INSTRUCTIONS FOR THE TASK: Everything in the data gets repeated exactly, except for the pictures.

[Opening DATA SUPPLIED section]

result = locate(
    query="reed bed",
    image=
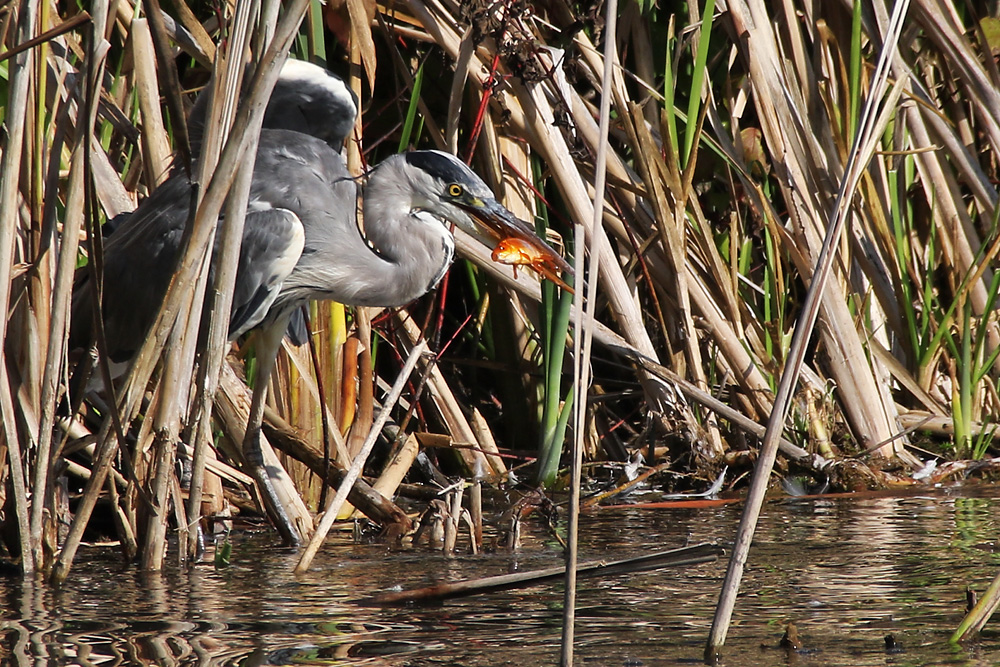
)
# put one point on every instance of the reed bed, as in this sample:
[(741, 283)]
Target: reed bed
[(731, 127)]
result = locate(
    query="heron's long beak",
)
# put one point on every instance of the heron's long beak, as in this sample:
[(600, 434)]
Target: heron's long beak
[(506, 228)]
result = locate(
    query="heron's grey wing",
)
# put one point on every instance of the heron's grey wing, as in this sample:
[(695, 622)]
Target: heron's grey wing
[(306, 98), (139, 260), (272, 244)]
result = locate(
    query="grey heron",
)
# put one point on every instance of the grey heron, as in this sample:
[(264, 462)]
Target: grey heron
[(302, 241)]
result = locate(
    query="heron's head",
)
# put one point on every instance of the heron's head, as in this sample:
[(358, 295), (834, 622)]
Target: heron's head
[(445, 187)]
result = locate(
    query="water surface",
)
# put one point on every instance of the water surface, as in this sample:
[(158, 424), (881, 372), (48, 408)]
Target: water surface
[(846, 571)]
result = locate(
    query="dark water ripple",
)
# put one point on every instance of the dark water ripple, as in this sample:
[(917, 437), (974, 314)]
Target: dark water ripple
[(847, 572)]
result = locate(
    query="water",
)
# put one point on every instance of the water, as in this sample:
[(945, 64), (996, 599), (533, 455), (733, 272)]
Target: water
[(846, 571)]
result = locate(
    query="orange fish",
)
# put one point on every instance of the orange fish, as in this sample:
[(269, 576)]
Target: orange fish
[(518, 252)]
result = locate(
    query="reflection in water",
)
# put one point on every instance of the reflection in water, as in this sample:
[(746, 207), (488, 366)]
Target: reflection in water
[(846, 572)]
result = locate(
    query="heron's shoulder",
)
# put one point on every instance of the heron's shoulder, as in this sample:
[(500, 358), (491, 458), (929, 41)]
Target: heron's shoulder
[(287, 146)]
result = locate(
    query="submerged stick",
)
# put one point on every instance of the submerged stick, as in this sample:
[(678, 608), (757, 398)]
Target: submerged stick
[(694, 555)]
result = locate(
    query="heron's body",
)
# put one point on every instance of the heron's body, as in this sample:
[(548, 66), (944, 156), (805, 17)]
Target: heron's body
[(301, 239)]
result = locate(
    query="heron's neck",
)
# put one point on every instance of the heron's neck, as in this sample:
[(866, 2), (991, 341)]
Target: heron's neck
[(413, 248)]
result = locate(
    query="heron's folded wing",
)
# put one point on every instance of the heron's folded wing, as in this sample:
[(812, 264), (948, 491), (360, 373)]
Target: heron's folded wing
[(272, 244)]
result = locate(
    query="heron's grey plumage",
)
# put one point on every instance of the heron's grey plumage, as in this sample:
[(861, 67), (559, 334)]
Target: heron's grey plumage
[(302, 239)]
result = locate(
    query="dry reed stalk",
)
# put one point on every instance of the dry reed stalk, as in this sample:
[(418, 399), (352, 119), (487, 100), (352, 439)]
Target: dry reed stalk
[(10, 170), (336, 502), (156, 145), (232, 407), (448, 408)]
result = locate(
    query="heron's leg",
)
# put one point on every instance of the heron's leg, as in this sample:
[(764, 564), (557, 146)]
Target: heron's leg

[Closing DATA SUPPLIED section]

TASK RESULT:
result = locate(
    query="reed bed",
    image=
)
# put one point on every instance of the reed bed, as in this sample:
[(741, 283)]
Target: reed bed
[(731, 127)]
result = locate(
    query="heron's long beak",
)
# put one point on every instance of the heron's long beak, as in this sample:
[(600, 434)]
Target: heron's long beak
[(506, 228)]
result = locate(
    query="heron's grey wing",
)
# put one point on every instance of the heron's grey wing, as in this sample:
[(695, 622)]
Target: heron's grey wing
[(306, 98), (139, 260), (272, 244)]
result = locate(
    query="grey heron",
)
# put one point on every instance of the grey heron, as in this sample:
[(264, 462)]
Target: grey heron
[(302, 241)]
result = locate(
    query="heron's head",
)
# put one point on every instance of the heron's head, as in this sample:
[(358, 295), (834, 622)]
Target: heron's head
[(445, 187)]
result = locate(
    query="water surface",
)
# put one point on every instance of the water surface, as in this sample:
[(158, 424), (881, 372), (48, 408)]
Target: water surface
[(846, 571)]
result = locate(
    query="dark water ripple",
)
# put one point on every instance of the dark water ripple, as in this sample:
[(917, 437), (974, 314)]
Target: dark water ripple
[(847, 572)]
result = locate(
    query="water",
)
# put one point on every instance of the water, as in this sample:
[(945, 64), (996, 599), (533, 455), (733, 272)]
Target: water
[(846, 571)]
result = locate(
    query="orange fish",
)
# put one point on every instance of the orange fish, as in this sample:
[(269, 576)]
Target: orange fish
[(518, 252)]
result = locate(
    query="reflection in water",
)
# put one point on every instance of the reflection in water, as in this sample:
[(746, 207), (488, 366)]
Target: reflection in water
[(846, 572)]
result = locate(
    query="heron's shoulder",
)
# put one point on every instance of the heron's shoulder, as in this sample:
[(500, 358), (491, 458), (929, 41)]
Target: heron's shoulder
[(287, 146)]
result = locate(
    query="submerged stick",
)
# put one point on every instance of the submerged stick, as in this sample:
[(678, 608), (757, 398)]
Target: submerged stick
[(694, 555)]
result = locate(
    query="heron's body",
)
# put one point on every instance of the heron's body, as in this sample:
[(548, 66), (944, 156), (805, 17)]
Target: heron's body
[(301, 239)]
result = locate(
    query="heron's neck",
)
# put one point on every instance of the heron's neck, as in this sample:
[(866, 2), (991, 341)]
Target: heron's neck
[(413, 248)]
result = locate(
    query="heron's folded wing",
)
# put one point on every instance of the heron's folded wing, as in this sample:
[(812, 264), (948, 491), (360, 373)]
Target: heron's folded wing
[(272, 244)]
result = locate(
    query="heron's grey plumage",
)
# put one point on every instance of the heron's grey plumage, as in this sample:
[(861, 67), (559, 334)]
Target: heron's grey plumage
[(302, 239)]
result = locate(
    query="dry reed stalk",
)
# put one point on every instance of the dry reed stalk, as in this sample:
[(418, 399), (352, 119), (487, 100), (352, 439)]
Target: dry reed stalk
[(10, 170), (336, 502), (156, 145), (232, 407), (448, 408)]
result = locate(
    query="heron's leg",
)
# put one point on every instance of the heron's leg, as in this sample:
[(764, 564), (557, 146)]
Target: heron's leg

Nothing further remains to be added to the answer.